Extract every line of the material that contains the string "beach", matching case exactly.

==================================================

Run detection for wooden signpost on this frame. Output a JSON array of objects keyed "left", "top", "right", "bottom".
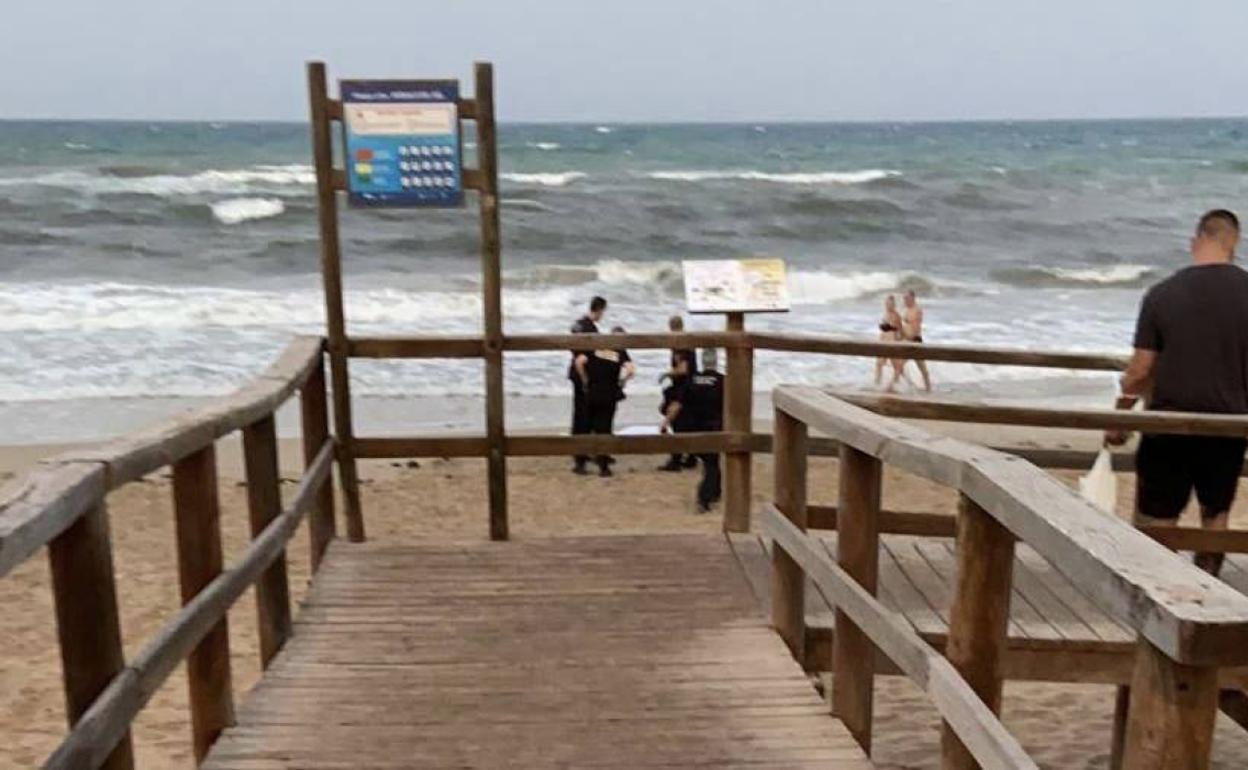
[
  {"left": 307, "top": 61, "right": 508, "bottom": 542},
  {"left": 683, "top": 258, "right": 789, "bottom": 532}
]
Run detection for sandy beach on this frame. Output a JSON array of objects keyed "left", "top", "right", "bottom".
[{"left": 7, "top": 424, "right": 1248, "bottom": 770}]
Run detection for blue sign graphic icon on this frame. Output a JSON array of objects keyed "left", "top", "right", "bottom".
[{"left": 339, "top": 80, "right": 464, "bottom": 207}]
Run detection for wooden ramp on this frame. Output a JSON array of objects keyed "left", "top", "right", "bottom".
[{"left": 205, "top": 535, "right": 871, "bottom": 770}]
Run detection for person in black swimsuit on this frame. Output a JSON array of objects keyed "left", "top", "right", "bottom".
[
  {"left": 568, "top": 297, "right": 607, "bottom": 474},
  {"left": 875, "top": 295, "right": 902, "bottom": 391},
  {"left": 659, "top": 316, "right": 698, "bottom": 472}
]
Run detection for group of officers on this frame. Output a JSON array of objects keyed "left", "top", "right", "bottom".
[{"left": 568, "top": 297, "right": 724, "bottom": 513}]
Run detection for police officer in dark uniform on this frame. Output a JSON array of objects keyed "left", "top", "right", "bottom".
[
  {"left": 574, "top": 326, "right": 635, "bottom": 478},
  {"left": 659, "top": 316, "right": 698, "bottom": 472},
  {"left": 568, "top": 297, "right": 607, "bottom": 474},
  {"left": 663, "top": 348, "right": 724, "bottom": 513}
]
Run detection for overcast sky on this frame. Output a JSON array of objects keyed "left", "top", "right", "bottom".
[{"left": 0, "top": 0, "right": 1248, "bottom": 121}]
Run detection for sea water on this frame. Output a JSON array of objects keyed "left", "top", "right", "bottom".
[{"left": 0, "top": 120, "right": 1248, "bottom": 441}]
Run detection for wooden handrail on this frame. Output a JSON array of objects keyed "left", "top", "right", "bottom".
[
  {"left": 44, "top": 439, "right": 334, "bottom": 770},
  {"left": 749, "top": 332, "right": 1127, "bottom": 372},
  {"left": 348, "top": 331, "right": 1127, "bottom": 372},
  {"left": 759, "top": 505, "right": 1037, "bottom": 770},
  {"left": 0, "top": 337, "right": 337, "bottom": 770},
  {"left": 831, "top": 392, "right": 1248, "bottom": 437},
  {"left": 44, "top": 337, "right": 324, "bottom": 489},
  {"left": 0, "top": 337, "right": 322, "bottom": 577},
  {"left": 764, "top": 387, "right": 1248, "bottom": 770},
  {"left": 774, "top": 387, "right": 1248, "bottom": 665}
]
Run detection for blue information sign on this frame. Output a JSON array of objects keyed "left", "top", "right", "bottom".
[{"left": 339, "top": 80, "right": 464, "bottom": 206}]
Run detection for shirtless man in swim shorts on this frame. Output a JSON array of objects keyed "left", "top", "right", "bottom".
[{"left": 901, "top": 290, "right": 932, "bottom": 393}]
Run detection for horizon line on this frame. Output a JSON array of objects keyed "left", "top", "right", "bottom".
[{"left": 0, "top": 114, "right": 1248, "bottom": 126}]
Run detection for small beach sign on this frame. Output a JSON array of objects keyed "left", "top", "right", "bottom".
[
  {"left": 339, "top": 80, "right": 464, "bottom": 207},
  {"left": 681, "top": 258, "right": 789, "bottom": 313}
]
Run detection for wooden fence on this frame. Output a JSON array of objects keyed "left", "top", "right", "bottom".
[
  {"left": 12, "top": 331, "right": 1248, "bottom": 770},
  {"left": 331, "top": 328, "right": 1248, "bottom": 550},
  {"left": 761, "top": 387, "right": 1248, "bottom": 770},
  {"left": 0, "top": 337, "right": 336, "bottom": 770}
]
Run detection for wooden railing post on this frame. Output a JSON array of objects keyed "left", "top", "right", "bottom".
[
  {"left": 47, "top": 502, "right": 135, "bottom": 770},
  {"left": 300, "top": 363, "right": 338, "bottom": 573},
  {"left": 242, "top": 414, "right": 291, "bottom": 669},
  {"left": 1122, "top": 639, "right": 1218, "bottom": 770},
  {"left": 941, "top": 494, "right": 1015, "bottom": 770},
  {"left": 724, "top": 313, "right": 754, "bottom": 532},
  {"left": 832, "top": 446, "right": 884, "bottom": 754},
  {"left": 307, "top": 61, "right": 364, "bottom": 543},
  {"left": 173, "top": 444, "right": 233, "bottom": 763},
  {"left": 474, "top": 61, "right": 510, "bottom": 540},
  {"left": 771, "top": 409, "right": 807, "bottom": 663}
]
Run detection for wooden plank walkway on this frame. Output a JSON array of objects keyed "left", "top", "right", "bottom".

==================================================

SOLUTION TO THE PROBLEM:
Run detection for sandy beach on this frame. Output a JSON array of objects keyed "left", "top", "right", "bottom".
Run detection for small beach sign on this frame. Output a JSON array of objects keyed "left", "top", "right", "bottom".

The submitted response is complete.